Annotated photo localization data
════════
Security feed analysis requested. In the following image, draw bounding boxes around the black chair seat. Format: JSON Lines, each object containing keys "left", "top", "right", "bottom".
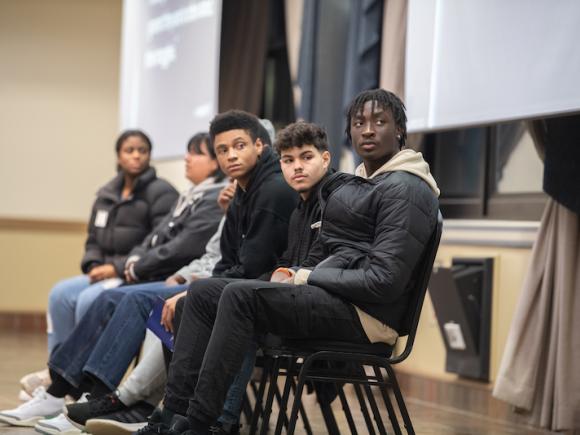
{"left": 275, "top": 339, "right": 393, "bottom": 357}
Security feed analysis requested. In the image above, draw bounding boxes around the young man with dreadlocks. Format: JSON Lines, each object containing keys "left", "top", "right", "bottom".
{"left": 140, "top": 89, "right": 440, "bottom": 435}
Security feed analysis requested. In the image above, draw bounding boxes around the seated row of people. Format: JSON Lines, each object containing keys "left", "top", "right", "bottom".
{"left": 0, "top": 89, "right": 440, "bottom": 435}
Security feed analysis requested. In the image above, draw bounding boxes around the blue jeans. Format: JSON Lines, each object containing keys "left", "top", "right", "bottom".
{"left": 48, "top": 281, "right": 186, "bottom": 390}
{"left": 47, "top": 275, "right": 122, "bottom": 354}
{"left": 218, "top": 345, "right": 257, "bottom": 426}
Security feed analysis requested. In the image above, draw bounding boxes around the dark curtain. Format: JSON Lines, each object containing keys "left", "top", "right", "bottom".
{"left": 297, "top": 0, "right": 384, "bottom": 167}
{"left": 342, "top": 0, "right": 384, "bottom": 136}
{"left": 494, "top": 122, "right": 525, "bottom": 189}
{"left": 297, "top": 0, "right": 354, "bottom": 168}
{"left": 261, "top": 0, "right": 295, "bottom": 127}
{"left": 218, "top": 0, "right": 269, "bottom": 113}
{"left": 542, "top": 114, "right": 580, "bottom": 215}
════════
Exercise objective
The required output is the exact run of lines from the one with "around the dark" through the final line of the entries.

Answer section
Security feed analysis requested. In the image above, draw bounding boxes around the dark curtain. Format: JSON Lines, each object containing keys "left", "top", "right", "bottom".
{"left": 297, "top": 0, "right": 384, "bottom": 167}
{"left": 342, "top": 0, "right": 384, "bottom": 136}
{"left": 494, "top": 122, "right": 525, "bottom": 189}
{"left": 297, "top": 0, "right": 354, "bottom": 168}
{"left": 261, "top": 0, "right": 295, "bottom": 127}
{"left": 218, "top": 0, "right": 269, "bottom": 113}
{"left": 542, "top": 114, "right": 580, "bottom": 215}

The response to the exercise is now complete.